_WRITTEN PROBLEM:_ Arrange all the lines below into a Markdown table with the columns "No." and "Line," numbering each row and skipping any blank lines. Leave the pictures out of the table.

_TASK DATA:_
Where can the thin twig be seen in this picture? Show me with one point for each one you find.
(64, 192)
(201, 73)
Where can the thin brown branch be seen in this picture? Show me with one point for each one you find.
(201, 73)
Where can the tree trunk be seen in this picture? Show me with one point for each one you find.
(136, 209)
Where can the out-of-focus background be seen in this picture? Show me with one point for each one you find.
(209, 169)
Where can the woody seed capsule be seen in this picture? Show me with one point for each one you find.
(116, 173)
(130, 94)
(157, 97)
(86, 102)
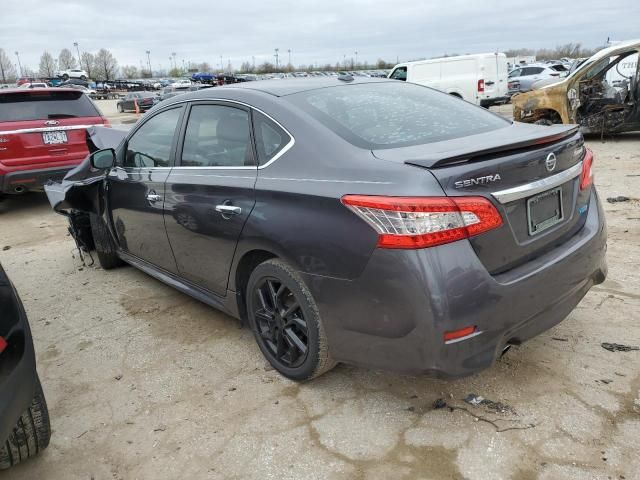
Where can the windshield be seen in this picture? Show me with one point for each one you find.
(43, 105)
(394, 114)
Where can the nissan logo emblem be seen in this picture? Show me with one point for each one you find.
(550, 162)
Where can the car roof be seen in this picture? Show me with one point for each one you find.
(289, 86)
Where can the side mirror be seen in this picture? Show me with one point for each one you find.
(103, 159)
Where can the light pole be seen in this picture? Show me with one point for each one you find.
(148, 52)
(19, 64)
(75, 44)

_THE OUTPUT:_
| No. | Line |
|---|---|
| 1 | Where can the thin twig be seen in this picture? Show me with one point for each one you find. |
| 2 | (64, 192) |
| 3 | (201, 73) |
| 4 | Where can the thin brown branch be seen in this picture? Show me with one point for each one you find. |
| 5 | (201, 73) |
| 6 | Where can the tree trunk be seen in this picture? Show me with one point for each one you find. |
| 7 | (136, 209) |
| 8 | Where can the out-of-focus background be seen in this picture? Show me with one point for each one you find. |
| 9 | (209, 169) |
| 10 | Where can the woody seed capsule be seen in this picture? Show me with one point for each one you find. |
| 11 | (116, 173) |
| 12 | (130, 94) |
| 13 | (157, 97) |
| 14 | (86, 102) |
| 15 | Where can the windshield be seen in this picture? Show me with one point for each one you find. |
| 16 | (43, 105) |
| 17 | (394, 114) |
| 18 | Where can the nissan logo emblem be seen in this picture? Show me with one point for each one you find. |
| 19 | (550, 162) |
| 20 | Where can the car roof be seen in this picture? Show me with one point for each one you find. |
| 21 | (289, 86) |
| 22 | Where can the side mirror be seen in this picture? Show me with one point for each one you find. |
| 23 | (103, 159) |
| 24 | Where can the light pole be seen in this picture? Show me with one point for each one you find. |
| 25 | (148, 52) |
| 26 | (19, 64) |
| 27 | (75, 44) |